He gave her the second-worst beating of her life. A few days later she waited until he was passed out drunk and escaped. “I walked barefoot to avoid making tracks in the dirt,” she says. Her husband found her and brought her back, giving her the worst beating of her life.
“He brought me to my mother, all bloodied, and tossed me at her feet and said, ‘You can have her back,’ He laughed and said he was going to find somebody better. ‘Somebody I can be proud of and take to the dances because this one,’ pointing to me, ‘is embarrassing.’”
Her mother cleaned her up and told her, “This is as much your house as it is mine.” Prima made a choice, at odds with her Catholic faith, to divorce. “He came back crying at night and said he was sorry,” Prima says. “I said, ‘Never again.’”
She left La Plateada for the first time in her life. She hid out in Guadalajara for a year. Her ex-husband had been going around La Plateada, drunk, saying he would kill Prima if he ever saw her again.
When Prima returned to La Plateada, Santos took up the house nearby. When her mother died, Santos was the first person she saw. For the next 30 years, every morning, he would be the first person she saw.
In Tribe, Junger writes, “The beauty and the tragedy of the modern world is that it eliminates many situations that require people to demonstrate a commitment to the collective good. Protected by police and fire departments and relieved of most of the challenges of survival, an urban man might go through his entire life without having to come to the aid of someone in danger — or even give up his dinner. Likewise a woman in a society that has codified moral behavior into a set of laws and penalties might never have to make a choice that puts her very life at risk.”
Santos and Prima live alone, but not isolated. Their lifestyle is austere, and somewhat risky, but healthy. In fact at their age most people would try to get them into a nursing home, where paid employees try to create a simulacrum of the one here: People will bring them food, a doctor will visit once a month, and they’ll have a scenic landscape in which to sit and have conversations with others. Prima and Santos have all that. But the people who come here aren’t doing it for a paycheck. They do it out of love. It nourishes not just two people, but an entire community.

§ **Given information**
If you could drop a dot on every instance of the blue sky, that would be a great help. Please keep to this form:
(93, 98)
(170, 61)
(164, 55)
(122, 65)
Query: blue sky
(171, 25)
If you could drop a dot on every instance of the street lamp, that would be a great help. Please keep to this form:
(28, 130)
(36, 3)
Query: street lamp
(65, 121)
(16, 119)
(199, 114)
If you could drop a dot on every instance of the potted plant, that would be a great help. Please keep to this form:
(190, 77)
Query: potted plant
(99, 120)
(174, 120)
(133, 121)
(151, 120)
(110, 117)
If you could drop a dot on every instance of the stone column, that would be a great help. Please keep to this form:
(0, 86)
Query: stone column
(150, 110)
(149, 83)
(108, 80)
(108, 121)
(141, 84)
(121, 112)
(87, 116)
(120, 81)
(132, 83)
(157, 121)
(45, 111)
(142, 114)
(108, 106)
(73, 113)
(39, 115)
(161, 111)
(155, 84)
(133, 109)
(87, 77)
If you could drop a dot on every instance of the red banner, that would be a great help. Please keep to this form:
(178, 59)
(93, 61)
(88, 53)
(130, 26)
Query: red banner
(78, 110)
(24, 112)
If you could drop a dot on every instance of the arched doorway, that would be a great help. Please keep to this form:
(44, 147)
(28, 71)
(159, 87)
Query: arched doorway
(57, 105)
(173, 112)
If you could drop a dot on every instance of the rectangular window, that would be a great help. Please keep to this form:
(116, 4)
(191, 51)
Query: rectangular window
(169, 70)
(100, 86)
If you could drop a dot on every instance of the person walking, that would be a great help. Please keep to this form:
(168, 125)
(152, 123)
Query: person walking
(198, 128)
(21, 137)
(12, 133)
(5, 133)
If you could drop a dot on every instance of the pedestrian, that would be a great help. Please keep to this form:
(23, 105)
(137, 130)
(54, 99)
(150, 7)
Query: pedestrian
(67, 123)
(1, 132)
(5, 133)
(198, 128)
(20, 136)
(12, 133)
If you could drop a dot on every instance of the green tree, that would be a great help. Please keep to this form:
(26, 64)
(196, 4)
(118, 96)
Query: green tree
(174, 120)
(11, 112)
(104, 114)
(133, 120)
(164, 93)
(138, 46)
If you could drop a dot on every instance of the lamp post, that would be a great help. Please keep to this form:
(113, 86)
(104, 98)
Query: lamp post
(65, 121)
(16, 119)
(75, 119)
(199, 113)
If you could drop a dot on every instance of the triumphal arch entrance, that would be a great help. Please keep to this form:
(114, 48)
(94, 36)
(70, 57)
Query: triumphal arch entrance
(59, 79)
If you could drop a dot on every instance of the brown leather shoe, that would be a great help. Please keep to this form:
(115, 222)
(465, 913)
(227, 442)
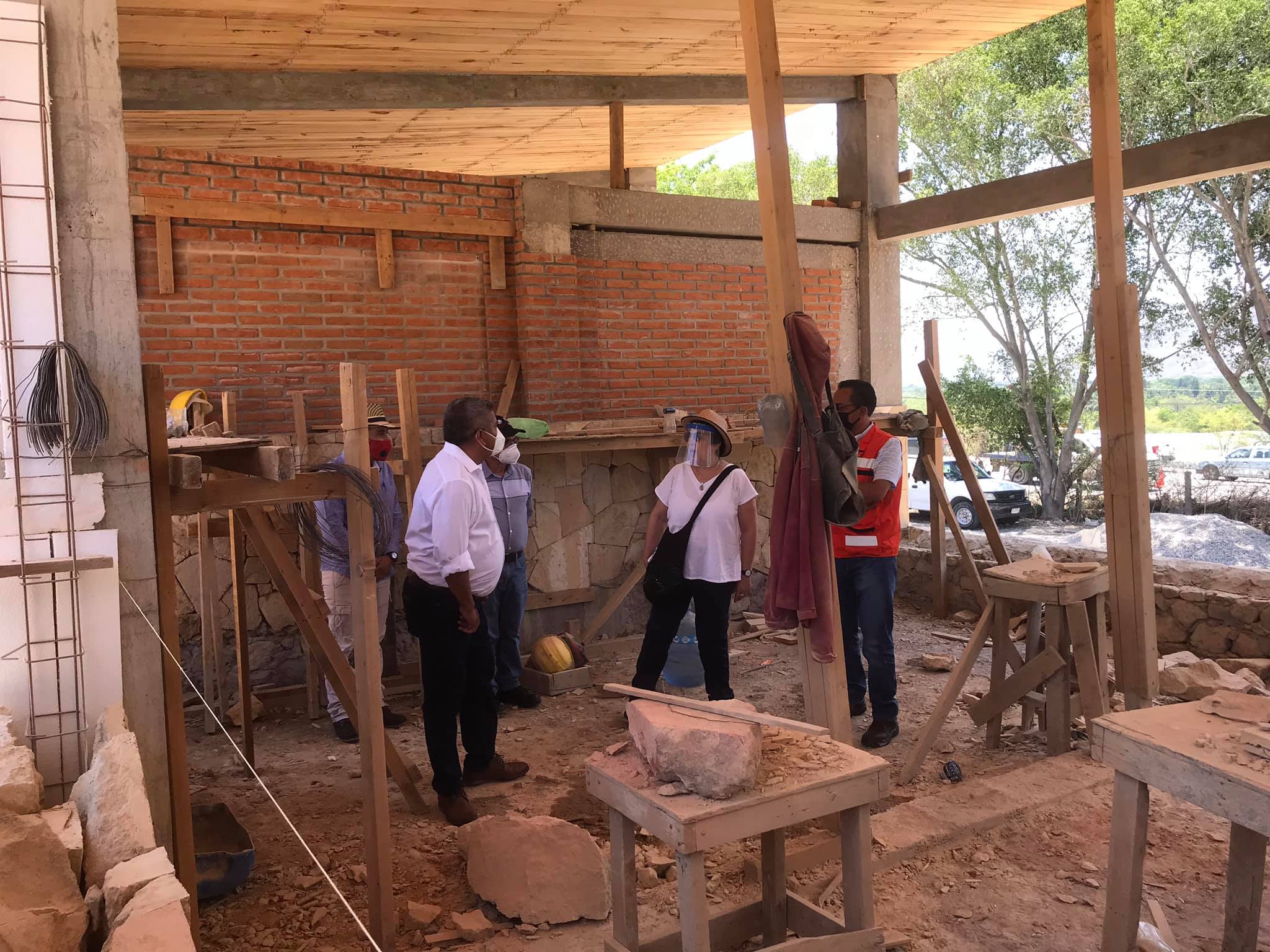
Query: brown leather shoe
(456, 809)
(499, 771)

==

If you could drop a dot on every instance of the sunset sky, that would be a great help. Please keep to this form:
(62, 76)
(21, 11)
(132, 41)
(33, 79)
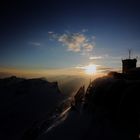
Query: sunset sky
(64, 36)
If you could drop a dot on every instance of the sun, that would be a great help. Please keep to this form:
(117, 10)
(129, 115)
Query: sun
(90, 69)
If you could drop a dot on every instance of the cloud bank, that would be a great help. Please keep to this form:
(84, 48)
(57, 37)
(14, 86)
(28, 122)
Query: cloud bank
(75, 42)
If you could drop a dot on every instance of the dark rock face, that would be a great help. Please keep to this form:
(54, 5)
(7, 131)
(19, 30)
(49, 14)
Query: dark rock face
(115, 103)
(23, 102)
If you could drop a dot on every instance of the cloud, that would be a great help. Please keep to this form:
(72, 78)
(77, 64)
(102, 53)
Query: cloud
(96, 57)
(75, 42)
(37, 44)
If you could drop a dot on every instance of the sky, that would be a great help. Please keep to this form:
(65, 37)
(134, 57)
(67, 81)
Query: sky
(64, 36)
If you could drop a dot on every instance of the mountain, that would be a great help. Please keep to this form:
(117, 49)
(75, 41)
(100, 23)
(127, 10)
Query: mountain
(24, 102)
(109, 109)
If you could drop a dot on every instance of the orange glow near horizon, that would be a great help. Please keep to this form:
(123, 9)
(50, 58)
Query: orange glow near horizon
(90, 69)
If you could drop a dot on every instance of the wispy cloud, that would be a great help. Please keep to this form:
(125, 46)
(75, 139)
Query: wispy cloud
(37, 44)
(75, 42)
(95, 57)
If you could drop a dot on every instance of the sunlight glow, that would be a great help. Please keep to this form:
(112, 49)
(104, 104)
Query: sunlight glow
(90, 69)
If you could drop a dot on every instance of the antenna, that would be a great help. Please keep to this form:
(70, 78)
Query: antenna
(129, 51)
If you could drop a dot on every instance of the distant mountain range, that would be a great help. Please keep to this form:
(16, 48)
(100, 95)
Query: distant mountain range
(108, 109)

§ **Instructions**
A – Translate this sentence from the passage about Prima into Spanish: "She hid out in Guadalajara for a year."
B – Summarize the passage about Prima and Santos in two sentences.
C – Continue the passage about Prima and Santos from its last sentence.

§ **Answers to each task**
A – Se escondió en Guadalajara durante un año.

B – After her husband beat her badly for escaping and tossed her at her mother's feet, Prima divorced him despite her Catholic faith and hid in Guadalajara for a year. She later returned to La Plateada, where Santos took up the house nearby, and today the two live alone but not isolated, looked after by people who come out of love rather than for a paycheck.

C –
My standard of living is higher. Still I lie awake in my apartment, half concentrating on Netflix. As removed from civilization as they are, I think they are closer to people. The neighborhood isn’t coming together on the weekend to check up on each other. I don’t necessarily have to give up my dinner for anyone. I save my uneaten portions in Tupperware instead of inviting someone inside. It chips away not just at my character, but at the bonds, and security, of the people around me.
For all the material wealth of the United States, there’s something primitively lacking. I try to lead a good life. And maybe I partly am. I read the headlines. I mourn the cities that get bombed. But I seldom have to protect another nearby person. Acts of community amount to sharing articles on Facebook. Developing positions on social issues is, we all suppose, making us better citizens. But we treat the flesh-and-blood people walking around us with polite indifference. Like they’re all non-playing characters in a Sims game.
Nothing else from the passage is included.